● **EXTRACT**
Financing Startups: More Options Than Ever Before

One of the biggest challenges a startup faces is finding the capital to get off the ground. Traditional lenders want to see a track record of a couple of years, and even online lenders typically want to see at least a year. Nevertheless, there are more options available today than ever before for entrepreneurs looking to fund their fledgling companies.

Here are a few of them:

  • Friends and Family: Reaching out to friends and family remains one of the biggest sources of capital for early-stage businesses. According to Pepperdine’s Private Capital Access Index, a loan from family or friends isn’t at the top of the list for most entrepreneurs looking for capital, but it’s one of the top places they actually find it—and this applies to small businesses of all ages and size, not just startups.

● **DATASET ENTRIES**
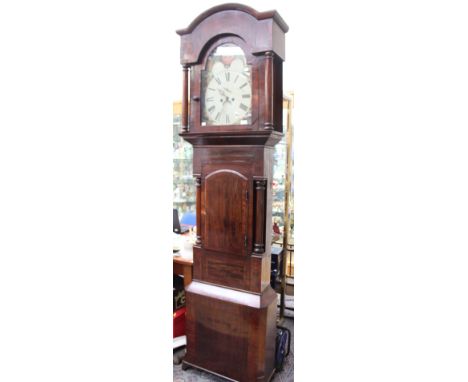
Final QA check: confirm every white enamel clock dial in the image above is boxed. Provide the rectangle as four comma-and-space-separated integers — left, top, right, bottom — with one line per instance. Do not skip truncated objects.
204, 69, 252, 125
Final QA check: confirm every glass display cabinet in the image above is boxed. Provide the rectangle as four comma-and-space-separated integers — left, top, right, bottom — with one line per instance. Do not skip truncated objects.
272, 93, 294, 277
172, 102, 196, 216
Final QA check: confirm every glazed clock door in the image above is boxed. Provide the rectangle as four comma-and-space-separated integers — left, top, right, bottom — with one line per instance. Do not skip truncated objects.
202, 169, 248, 255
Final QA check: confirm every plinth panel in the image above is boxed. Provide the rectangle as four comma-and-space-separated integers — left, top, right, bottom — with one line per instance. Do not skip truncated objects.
184, 281, 276, 382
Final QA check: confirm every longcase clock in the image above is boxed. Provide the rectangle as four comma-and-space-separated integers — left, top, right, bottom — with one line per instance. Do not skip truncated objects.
177, 4, 288, 382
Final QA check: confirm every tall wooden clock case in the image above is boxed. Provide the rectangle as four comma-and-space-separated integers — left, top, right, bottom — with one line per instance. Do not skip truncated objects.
177, 4, 288, 382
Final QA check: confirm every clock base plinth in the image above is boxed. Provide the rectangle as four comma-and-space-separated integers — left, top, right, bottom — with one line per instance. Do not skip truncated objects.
184, 280, 277, 382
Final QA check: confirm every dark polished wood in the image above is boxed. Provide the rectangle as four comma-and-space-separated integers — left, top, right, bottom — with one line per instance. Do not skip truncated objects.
181, 65, 189, 132
177, 4, 288, 382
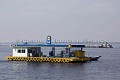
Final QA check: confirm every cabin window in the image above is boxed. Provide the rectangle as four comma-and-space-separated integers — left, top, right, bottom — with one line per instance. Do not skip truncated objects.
22, 50, 25, 53
17, 49, 25, 53
28, 49, 32, 53
18, 50, 21, 53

● **TASKS TO PERFORM**
1. Copy out the part of the startup financing article between "One of the biggest challenges" and "their fledgling companies.", inclusive, word for word.
2. Carry the startup financing article forward, picking up right after its last sentence.
The listing has nothing to do with any of this.

● **EXPECTED ANSWERS**
1.
One of the biggest challenges a startup faces is finding the capital to get off the ground. Traditional lenders want to see a track record of a couple of years, and even online lenders typically want to see at least a year. Nevertheless, there are more options available today than ever before for entrepreneurs looking to fund their fledgling companies.

2.
  • Crowdfunding: If you can mobilize a large group of supporters to each contributes a small amount of money to your business idea, you might be able to access significant funding. Premium- or gift-based crowdfunding has been around the longest. In exchange for early access to products or some other premium, supporters “invest” in your company. A relatively new form of crowdfunding allows an entrepreneur to offer a true portion of ownership equity to potential investors in exchange for investment.

Regardless of which platform you choose, it would be a mistake to think of this as easy money. It requires a solid business plan and a product people can get behind to be successful.

  • The SBA: A small business owner with a good business plan, a personal credit score of 650 or better, and appropriate collateral may find success with SBA-guaranteed loans that carry low rates. Earlier this year, SBA Administrator Maria Contreras-Sweet also launched a new online tool called LINC, to help streamline the application process and connect business owners to the SBA-affiliated lenders in their area. And, in an effort to make small-dollar loans more available to business owners, they’ve increased the number of participating credit unions to fill that gap.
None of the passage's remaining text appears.